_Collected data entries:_
....................

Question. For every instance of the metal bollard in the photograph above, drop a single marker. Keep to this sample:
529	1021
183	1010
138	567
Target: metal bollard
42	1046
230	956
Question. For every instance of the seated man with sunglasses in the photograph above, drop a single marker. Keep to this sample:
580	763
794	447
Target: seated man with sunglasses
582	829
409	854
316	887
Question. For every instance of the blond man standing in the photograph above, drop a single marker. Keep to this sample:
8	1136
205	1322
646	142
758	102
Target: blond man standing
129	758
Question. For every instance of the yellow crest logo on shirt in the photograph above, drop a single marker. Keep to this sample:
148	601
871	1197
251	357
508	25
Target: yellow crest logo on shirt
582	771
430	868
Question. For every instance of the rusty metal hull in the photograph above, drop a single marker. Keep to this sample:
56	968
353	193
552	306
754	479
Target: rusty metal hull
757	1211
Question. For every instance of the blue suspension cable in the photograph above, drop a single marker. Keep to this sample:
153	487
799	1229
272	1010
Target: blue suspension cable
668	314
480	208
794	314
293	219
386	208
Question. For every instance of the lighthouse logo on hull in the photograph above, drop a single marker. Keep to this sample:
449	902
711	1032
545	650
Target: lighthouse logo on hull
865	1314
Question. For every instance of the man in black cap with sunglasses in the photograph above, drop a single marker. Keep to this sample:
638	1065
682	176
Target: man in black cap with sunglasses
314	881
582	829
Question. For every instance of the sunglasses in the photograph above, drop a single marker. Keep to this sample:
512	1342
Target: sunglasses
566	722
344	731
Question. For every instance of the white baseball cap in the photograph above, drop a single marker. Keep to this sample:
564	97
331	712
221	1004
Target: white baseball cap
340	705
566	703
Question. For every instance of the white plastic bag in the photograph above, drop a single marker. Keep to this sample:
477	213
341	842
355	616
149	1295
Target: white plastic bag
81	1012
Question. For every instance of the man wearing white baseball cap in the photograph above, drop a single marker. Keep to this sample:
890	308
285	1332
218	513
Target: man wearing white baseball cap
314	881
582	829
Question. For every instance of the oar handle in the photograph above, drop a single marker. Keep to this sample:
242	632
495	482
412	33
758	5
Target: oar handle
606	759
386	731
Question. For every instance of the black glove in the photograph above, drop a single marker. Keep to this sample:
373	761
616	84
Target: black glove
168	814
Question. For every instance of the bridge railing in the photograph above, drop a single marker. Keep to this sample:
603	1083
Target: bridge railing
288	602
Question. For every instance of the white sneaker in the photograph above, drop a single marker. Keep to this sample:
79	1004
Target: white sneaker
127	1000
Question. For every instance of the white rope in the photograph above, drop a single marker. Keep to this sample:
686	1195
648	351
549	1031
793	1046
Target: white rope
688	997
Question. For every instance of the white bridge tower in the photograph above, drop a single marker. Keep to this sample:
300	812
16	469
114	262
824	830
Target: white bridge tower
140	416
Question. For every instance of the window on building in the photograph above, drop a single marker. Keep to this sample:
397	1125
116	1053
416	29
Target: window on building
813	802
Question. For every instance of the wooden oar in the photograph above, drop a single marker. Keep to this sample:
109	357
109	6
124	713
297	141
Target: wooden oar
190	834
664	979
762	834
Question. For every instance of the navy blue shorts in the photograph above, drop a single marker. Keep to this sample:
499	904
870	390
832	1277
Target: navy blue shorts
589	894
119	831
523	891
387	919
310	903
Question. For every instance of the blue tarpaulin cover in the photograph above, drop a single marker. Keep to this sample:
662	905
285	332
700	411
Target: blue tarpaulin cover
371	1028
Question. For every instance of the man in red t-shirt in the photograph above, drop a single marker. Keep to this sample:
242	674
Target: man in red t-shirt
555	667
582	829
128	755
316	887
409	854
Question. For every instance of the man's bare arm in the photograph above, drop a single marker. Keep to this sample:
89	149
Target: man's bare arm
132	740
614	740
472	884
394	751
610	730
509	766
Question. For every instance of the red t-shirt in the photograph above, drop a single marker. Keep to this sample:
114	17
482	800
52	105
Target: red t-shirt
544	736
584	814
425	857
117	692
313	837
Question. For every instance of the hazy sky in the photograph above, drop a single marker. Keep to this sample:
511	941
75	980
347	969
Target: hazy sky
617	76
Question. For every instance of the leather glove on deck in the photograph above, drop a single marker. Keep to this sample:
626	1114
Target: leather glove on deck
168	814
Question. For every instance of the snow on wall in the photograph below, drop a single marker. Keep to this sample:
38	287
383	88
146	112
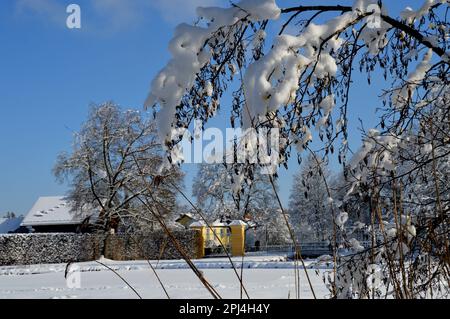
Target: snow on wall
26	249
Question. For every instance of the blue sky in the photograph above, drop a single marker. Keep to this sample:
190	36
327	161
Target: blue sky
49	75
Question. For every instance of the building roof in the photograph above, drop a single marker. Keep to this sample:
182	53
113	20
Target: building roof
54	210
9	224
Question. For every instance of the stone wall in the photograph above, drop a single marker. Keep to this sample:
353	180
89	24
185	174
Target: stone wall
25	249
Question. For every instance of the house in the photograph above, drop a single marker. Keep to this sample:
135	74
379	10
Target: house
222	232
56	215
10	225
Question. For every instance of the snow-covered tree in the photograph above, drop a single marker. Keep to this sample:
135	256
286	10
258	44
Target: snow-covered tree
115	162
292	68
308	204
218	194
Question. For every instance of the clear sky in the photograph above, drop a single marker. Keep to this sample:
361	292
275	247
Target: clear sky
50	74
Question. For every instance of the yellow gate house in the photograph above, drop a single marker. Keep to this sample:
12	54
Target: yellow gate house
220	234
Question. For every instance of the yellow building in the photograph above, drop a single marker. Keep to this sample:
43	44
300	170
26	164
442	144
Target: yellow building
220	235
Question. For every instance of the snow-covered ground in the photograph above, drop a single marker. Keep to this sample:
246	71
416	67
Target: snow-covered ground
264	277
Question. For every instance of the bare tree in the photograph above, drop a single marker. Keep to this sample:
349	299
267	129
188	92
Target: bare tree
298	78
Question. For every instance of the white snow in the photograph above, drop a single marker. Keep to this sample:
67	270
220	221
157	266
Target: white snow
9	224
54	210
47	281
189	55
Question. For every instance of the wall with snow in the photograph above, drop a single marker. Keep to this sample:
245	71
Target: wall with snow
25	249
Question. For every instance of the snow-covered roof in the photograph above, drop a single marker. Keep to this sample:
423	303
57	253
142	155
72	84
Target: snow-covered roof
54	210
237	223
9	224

....................

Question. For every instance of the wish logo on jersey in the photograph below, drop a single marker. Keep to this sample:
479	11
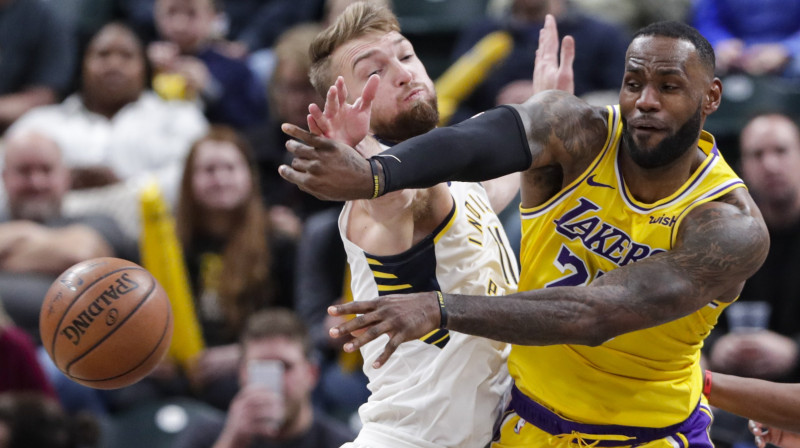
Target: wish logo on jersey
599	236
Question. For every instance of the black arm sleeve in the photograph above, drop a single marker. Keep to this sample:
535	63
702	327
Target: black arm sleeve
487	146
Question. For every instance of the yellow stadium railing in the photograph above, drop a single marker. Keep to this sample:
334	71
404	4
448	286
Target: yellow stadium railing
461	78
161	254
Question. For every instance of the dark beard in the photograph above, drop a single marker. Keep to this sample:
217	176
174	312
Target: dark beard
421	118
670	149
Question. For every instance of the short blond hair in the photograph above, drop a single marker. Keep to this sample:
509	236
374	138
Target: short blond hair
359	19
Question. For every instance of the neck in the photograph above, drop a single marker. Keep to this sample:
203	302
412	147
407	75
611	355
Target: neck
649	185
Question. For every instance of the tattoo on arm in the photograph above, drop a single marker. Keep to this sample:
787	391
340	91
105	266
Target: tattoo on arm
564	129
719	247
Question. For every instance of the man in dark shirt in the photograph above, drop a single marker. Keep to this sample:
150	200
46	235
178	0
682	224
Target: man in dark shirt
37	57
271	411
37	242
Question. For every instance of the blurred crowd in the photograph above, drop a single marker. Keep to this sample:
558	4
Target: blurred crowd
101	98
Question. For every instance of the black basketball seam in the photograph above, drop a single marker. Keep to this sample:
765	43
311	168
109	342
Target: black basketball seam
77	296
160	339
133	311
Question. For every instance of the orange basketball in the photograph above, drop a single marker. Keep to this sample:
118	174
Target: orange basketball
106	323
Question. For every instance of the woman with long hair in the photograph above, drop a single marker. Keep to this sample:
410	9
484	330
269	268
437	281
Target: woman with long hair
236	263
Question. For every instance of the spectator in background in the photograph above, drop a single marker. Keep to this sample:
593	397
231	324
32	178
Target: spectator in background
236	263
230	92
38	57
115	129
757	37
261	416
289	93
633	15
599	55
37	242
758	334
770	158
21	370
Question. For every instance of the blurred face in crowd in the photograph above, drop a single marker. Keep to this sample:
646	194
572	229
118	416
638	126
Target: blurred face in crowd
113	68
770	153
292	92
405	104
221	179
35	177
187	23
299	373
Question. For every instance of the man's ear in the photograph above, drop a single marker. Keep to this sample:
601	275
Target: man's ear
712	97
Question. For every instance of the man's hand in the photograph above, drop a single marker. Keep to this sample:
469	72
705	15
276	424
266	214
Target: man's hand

....................

_CHALLENGE:_ List each line of the material that contains the string "seated".

_SOLUTION FOR THIS PROBLEM:_
Question. For every instance of the seated man with sunglasses in the photograph above, drop a single marker. Keep to this sample:
Target: seated man with sunglasses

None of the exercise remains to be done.